== QUOTED TEXT ==
I was having problems with my '66 GTO turn signals. One day while driving, they went out. Or should I say, the turn signals would blink, but very dim. I keep looking for a bad ground, but didn't find it. I decided to check the fuse box connections, While probing the bottom fuse, the turn signals started working. YES, bad connection. I pulled the fuse out and it fell apart!!!! The fuse was bad, the internal connection failed, not blown but just came apart internally.!!! I cleaned all fuse connections and replaced all fuses. Now I back in business!!!


----------



## bullet20cc (Apr 4, 2009)

Take the white ground wire off at the fender and clean the contact. I fixed mine like that. I've replaced two switches. The old ones are very fragile. Mike


----------



## jolly1 (Feb 3, 2012)

== RECORD EXTRACTS ==
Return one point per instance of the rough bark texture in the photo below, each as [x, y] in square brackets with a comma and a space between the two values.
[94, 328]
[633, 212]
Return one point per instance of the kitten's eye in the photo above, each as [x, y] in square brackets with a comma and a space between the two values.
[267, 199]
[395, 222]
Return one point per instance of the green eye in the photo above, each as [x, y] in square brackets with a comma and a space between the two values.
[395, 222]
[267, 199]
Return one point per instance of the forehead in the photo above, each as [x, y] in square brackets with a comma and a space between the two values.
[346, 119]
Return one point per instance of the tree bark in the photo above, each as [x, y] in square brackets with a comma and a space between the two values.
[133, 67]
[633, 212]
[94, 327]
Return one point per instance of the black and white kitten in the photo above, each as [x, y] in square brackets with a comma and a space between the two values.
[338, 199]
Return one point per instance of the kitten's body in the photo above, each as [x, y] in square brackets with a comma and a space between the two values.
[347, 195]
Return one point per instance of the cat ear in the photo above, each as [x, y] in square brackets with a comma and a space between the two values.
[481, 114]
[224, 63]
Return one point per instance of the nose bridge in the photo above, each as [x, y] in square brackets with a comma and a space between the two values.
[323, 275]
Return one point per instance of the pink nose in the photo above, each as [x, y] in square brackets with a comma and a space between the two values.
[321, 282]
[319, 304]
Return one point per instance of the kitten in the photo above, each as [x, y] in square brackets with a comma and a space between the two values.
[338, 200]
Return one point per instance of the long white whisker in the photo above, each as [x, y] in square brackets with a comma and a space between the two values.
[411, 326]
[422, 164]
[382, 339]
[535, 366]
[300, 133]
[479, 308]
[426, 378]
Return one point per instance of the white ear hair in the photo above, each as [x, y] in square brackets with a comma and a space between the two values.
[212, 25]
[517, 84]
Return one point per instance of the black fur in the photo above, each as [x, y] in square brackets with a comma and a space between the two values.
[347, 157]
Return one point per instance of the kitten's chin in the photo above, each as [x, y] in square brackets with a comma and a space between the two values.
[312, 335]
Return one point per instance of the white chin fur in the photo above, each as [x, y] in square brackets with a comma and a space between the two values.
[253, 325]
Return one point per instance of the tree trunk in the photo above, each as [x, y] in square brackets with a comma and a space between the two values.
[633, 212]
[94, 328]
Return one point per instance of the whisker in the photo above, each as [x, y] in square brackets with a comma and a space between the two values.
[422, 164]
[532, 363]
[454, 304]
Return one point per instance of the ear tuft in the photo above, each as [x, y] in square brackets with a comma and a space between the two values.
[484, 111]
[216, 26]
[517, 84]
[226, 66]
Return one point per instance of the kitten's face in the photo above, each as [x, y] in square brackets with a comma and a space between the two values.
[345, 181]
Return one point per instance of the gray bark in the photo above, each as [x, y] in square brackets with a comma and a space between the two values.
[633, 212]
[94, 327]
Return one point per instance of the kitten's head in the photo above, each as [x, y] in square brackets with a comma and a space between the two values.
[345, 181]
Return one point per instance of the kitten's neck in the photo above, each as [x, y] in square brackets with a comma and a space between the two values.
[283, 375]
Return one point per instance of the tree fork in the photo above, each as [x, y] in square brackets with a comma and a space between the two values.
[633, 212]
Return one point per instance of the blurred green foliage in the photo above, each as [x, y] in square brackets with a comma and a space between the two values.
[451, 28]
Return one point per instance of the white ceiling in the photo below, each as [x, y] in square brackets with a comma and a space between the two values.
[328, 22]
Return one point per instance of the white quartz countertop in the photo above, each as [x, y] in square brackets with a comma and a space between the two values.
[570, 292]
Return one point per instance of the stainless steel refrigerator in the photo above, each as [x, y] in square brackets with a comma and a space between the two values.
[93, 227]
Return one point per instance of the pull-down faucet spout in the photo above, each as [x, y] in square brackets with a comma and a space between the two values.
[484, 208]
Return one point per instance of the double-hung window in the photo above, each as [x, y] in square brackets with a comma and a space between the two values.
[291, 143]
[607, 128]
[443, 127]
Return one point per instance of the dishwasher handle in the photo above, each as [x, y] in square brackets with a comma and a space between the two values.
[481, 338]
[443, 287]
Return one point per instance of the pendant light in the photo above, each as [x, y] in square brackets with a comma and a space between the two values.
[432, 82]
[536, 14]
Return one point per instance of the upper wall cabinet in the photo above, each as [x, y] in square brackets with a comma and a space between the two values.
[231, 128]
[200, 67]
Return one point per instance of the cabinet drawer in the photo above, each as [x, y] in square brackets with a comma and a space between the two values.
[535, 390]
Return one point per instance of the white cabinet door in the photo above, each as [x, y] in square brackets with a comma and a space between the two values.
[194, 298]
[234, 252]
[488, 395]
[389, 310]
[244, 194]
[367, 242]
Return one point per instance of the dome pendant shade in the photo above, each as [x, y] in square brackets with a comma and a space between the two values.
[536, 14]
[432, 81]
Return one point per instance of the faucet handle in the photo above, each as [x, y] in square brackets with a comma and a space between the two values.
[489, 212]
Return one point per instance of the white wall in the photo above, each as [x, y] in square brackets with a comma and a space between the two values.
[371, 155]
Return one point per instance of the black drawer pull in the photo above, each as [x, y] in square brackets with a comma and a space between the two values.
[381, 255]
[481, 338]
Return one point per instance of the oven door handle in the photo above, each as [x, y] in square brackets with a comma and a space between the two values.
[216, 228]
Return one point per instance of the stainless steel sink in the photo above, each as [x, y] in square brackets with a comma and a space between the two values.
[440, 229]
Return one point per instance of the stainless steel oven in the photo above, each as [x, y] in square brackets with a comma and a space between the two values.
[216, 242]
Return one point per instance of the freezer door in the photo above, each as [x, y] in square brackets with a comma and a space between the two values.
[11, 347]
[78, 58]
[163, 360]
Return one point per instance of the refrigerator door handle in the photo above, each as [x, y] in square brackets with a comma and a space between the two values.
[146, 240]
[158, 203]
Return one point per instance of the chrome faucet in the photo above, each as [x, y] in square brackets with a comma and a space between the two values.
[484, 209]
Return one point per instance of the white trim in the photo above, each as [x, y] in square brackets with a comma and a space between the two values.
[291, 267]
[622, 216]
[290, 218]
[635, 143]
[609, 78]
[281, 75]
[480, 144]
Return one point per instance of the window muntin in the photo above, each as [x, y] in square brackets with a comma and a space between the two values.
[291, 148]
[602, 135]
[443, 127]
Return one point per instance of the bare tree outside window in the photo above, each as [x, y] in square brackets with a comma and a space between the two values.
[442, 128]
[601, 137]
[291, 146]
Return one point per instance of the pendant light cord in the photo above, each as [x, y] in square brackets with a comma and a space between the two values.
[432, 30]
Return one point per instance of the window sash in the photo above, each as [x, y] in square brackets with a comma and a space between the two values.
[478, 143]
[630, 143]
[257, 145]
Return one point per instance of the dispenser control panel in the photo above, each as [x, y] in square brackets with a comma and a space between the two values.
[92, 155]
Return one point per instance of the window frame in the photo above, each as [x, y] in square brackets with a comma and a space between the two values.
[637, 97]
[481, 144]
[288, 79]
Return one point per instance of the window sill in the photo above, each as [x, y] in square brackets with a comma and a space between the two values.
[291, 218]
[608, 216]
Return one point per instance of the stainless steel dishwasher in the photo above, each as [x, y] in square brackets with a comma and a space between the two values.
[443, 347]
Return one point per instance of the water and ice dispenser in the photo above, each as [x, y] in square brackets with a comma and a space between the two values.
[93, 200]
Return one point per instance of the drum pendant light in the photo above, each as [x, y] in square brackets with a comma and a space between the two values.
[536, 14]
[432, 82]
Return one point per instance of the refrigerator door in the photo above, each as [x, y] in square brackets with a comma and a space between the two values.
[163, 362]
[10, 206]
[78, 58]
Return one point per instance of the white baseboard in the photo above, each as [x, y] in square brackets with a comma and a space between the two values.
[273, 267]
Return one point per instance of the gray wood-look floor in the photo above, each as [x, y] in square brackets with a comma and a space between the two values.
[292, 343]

== WHAT YOU WILL DO ==
Can you carry on the forum thread about the '66 GTO turn signals by writing the post that follows its last heading? The lines after the thread about the '66 GTO turn signals are separate material with no connection to it.

== RESPONSE TO THE EXERCISE ==
*no directional in 67 pontiac tempest*

All my light work but I have no directionals, checked everything ...put in new directional switch in,,does any one know what the fuses go toat the fuse box? ....a lable chart of some kind...so I can check them all,  even my flashers work. Im baffled can any one steer me in the right direction. 
thanks doug


----------



## Chris Holabaugh (Jan 18, 2009)

*cancel cam*

Check under steering wheel and make sure everything there is working. Had same type problem in my 65 GTO.


----------



## Nailbanger (Aug 20, 2017)

Did you check for a good ground?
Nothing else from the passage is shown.